Write out the records word for word, from the line with "Each instance receives one keypoint. Annotate the small water" up to and including the line with "Each instance receives one keypoint. Annotate the white sneaker". Leave the pictures out.
>> Start
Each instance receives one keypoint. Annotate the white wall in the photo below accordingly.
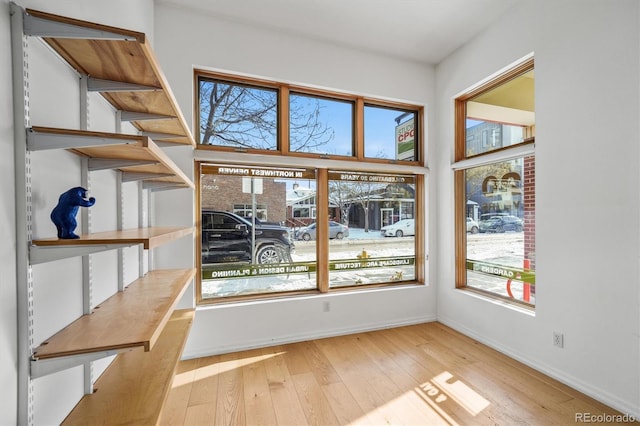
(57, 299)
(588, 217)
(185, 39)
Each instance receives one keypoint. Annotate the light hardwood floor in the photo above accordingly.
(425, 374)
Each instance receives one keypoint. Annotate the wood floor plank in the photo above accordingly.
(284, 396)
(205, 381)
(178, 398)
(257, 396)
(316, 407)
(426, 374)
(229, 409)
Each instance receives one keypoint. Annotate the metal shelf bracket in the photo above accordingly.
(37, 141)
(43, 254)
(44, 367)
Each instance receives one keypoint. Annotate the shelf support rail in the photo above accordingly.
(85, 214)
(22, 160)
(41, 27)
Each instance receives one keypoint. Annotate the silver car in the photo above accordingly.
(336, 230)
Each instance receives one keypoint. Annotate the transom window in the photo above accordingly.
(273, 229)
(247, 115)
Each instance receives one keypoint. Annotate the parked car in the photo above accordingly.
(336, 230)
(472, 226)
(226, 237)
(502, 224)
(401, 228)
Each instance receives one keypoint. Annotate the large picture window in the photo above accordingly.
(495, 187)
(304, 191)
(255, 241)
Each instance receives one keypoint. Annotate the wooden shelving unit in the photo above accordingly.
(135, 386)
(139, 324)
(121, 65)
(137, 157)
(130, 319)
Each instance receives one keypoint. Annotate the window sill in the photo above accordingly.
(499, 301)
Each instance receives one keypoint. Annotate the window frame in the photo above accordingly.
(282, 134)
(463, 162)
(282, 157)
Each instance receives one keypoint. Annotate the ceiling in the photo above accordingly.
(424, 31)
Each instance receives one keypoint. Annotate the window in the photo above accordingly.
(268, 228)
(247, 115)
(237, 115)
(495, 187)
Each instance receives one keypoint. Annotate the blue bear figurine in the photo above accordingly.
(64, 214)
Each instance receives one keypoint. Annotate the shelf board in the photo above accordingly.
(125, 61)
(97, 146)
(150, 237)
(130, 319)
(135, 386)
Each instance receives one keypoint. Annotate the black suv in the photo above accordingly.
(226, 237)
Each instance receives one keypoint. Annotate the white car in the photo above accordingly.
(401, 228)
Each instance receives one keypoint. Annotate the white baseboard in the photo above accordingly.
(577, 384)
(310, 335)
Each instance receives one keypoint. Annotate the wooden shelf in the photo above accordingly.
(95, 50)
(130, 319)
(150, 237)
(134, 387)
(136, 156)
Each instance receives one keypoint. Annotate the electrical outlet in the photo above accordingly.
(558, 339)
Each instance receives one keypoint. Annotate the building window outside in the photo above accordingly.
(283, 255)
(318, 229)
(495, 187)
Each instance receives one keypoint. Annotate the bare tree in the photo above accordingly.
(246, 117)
>> End
>> Start
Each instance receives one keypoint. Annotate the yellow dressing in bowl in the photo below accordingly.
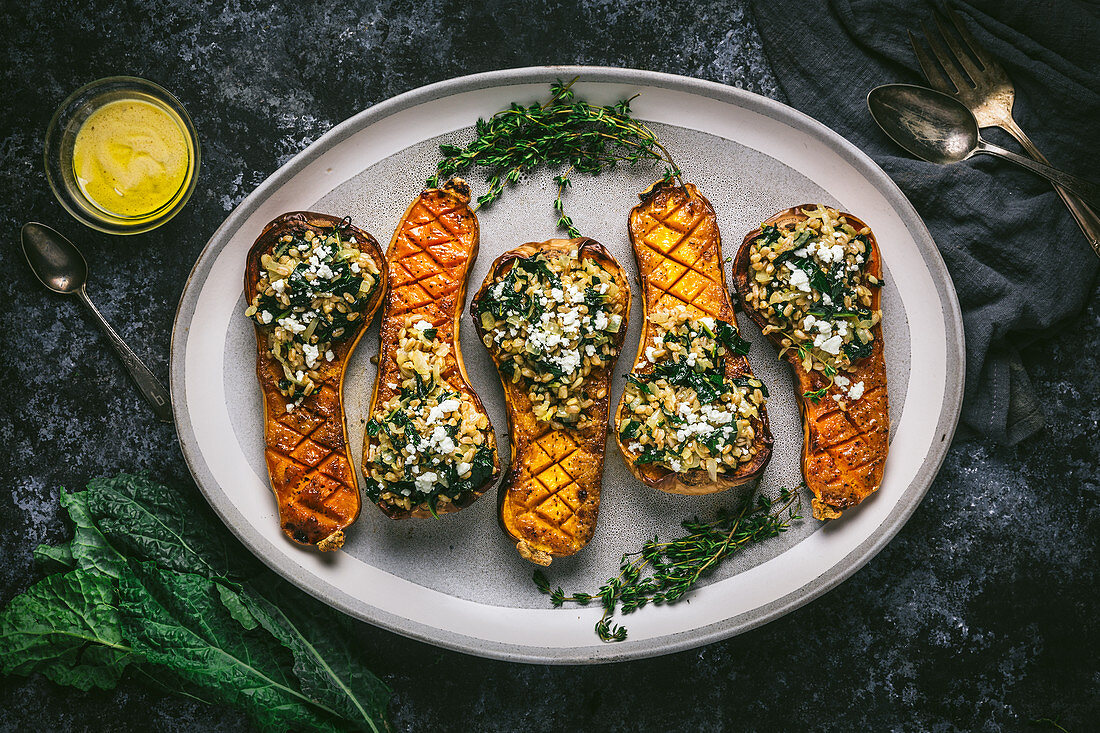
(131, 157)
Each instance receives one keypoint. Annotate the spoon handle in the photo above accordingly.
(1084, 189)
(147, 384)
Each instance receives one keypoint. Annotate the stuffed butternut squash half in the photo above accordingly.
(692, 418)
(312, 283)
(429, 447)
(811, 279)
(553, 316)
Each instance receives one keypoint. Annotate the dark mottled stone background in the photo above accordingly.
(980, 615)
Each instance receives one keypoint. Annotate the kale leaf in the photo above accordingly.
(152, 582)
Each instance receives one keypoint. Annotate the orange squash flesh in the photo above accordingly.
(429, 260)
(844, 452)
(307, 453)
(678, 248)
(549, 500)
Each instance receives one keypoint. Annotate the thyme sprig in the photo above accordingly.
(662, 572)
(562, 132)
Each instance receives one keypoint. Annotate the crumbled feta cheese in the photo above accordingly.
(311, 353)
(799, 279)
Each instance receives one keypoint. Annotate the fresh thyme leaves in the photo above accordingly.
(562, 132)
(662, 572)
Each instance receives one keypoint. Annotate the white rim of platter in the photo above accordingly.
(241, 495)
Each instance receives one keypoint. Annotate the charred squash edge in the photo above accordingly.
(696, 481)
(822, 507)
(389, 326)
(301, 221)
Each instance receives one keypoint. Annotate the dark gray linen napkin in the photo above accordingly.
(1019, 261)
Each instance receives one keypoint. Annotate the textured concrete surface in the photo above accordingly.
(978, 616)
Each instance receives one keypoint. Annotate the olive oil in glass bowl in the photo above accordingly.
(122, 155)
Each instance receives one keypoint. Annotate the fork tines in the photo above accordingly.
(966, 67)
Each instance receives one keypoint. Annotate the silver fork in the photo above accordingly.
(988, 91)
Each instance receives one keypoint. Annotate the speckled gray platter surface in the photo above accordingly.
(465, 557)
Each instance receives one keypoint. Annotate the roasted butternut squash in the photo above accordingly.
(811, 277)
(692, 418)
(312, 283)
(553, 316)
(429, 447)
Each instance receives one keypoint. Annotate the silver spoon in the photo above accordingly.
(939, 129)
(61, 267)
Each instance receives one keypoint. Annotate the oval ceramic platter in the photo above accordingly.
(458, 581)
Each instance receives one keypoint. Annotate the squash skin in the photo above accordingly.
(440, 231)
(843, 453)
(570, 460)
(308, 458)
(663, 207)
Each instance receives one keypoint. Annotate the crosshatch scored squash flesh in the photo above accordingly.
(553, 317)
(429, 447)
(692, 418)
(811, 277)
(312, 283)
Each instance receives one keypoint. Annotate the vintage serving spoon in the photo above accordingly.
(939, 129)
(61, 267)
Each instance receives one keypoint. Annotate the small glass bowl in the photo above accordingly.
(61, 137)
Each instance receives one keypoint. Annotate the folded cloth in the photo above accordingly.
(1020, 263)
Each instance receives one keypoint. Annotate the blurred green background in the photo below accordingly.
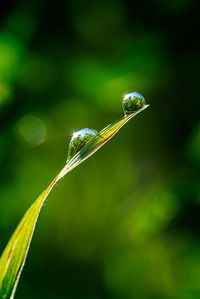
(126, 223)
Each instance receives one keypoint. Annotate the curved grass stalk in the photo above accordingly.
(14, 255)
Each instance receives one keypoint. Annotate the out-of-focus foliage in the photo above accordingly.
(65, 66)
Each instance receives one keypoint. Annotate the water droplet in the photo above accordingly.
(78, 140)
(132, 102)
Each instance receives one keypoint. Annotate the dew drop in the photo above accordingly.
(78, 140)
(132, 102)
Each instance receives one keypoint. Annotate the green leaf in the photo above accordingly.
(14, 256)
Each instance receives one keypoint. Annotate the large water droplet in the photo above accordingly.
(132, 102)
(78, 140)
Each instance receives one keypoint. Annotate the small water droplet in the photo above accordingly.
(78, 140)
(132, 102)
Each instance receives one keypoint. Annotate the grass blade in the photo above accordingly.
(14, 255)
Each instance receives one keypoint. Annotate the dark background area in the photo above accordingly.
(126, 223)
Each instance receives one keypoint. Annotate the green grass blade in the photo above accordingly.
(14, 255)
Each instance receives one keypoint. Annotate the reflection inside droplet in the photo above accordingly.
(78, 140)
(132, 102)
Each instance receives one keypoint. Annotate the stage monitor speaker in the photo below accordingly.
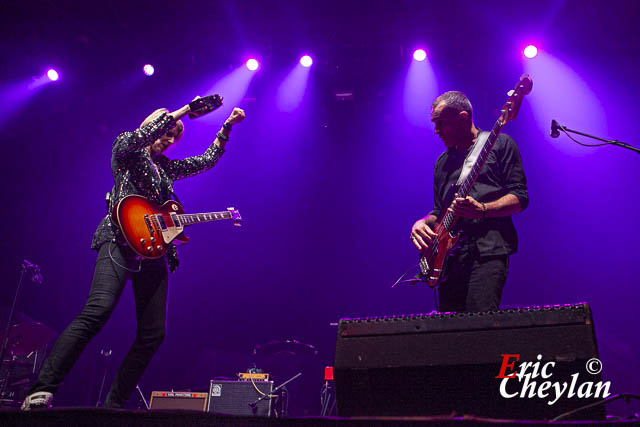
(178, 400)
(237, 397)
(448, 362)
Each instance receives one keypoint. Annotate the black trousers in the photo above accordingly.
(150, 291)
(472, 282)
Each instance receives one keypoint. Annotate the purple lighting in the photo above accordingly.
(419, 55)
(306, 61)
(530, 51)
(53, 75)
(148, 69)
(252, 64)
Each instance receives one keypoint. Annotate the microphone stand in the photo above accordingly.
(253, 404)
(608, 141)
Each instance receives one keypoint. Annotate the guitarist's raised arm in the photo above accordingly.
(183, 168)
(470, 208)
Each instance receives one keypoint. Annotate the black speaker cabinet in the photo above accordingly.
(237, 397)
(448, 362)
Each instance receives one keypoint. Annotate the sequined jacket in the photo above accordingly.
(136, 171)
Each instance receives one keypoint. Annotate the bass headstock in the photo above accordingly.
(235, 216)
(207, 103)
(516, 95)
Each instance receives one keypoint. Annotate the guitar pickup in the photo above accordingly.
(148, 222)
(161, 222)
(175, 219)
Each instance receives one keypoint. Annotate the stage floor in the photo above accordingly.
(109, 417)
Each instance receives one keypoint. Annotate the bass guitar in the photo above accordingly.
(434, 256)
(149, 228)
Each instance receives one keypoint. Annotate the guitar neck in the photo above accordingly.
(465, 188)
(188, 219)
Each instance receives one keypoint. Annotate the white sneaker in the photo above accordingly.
>> End
>> Start
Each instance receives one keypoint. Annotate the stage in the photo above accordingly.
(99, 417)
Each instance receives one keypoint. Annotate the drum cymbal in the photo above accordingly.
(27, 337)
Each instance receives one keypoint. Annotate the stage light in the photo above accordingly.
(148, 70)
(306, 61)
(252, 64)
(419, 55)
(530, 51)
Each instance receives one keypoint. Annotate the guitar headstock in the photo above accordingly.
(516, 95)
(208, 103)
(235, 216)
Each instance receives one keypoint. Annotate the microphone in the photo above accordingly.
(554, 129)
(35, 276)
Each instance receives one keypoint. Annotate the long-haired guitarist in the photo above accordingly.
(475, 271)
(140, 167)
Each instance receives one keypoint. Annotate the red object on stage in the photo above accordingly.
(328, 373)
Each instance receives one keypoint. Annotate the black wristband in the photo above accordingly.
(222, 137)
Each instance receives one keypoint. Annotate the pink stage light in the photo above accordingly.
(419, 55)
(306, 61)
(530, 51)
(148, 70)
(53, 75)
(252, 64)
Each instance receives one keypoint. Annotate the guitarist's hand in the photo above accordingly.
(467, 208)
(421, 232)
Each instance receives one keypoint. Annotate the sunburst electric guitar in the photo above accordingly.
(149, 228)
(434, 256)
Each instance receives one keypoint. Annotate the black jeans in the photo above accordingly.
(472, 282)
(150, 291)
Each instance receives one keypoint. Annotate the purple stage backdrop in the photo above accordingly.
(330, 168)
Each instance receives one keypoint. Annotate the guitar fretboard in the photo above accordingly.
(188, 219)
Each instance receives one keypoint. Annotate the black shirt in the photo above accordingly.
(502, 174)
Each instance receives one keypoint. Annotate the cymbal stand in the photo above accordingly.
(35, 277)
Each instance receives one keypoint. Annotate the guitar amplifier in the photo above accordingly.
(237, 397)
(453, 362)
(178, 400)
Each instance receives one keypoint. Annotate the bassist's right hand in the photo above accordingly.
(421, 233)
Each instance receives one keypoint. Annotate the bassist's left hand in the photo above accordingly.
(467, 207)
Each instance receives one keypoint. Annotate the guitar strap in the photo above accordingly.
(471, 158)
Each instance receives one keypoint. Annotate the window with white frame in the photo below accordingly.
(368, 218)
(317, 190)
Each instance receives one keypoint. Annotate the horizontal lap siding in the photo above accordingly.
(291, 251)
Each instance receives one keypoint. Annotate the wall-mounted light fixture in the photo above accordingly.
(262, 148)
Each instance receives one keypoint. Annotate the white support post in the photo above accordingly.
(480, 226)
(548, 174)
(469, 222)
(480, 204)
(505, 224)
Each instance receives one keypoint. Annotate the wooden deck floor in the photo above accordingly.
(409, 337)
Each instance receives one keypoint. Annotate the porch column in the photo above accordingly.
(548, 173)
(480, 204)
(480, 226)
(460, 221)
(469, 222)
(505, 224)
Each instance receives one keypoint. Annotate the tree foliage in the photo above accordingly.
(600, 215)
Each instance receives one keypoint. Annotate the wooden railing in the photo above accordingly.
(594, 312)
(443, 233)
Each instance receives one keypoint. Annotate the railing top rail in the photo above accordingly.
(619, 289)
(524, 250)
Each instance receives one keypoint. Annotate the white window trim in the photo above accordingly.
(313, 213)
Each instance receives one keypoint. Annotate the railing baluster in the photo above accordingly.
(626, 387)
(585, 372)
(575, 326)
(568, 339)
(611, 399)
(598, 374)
>> End
*Reply*:
Each instance receives one keypoint. Annotate the small water droplet in the photo above accordingly.
(78, 140)
(132, 102)
Each instance receives one keypoint. Annotate the grass blade in the photo above accordingly.
(14, 255)
Each instance receives one keypoint. Annotate the dark background area in the photo above accordingly.
(126, 223)
Each instance receives one keypoint. Annotate the green grass blade in the photo above accordingly.
(14, 255)
Each instance receives one keypoint. Annotate the reflection inside droplet in the photo above accordingly.
(78, 140)
(132, 102)
Each instance receives one keypoint. Annotate the stage monitor speaker in the photo below accordingly.
(178, 400)
(237, 397)
(448, 362)
Each instance receives one keypoint. Annotate the black trousers in the photo above accordingly.
(150, 291)
(472, 282)
Each instance receives one keypoint. Annotate the purple lighting in the photo above accordingly.
(419, 55)
(306, 61)
(530, 51)
(53, 75)
(148, 69)
(252, 64)
Each instance receives one keypoint. Annotate the microphone stand in the photo above accordingly.
(253, 404)
(608, 141)
Each instance receives one keypoint. Annotate the guitarist's raised arm in the photo above accordingly.
(183, 168)
(470, 208)
Each instance receives one keypoint. Annotate the black speaker cabinet in the photo above accordingly.
(237, 397)
(448, 362)
Each instance receives one keypoint. Annotate the sequined jacket in the photo above accordingly.
(136, 171)
Each instance receives one keypoint. Annotate the bass headstock in the photo above accordingly.
(235, 216)
(207, 103)
(516, 95)
Each instance receives one keypoint. Annotate the guitar pickup in the photo above accordingly.
(148, 222)
(161, 222)
(175, 219)
Each instance receives one keypoint. Annotate the stage floor in the photo above accordingly.
(109, 417)
Each instance receives one keypoint. Annotate the bass guitar in the photo above accordingly.
(434, 256)
(149, 228)
Each instance receives one keypoint. Annotate the guitar neck in the photo above accordingly.
(465, 188)
(188, 219)
Each instance receives one keypoint. Annotate the white sneaker in the photo above accordingly.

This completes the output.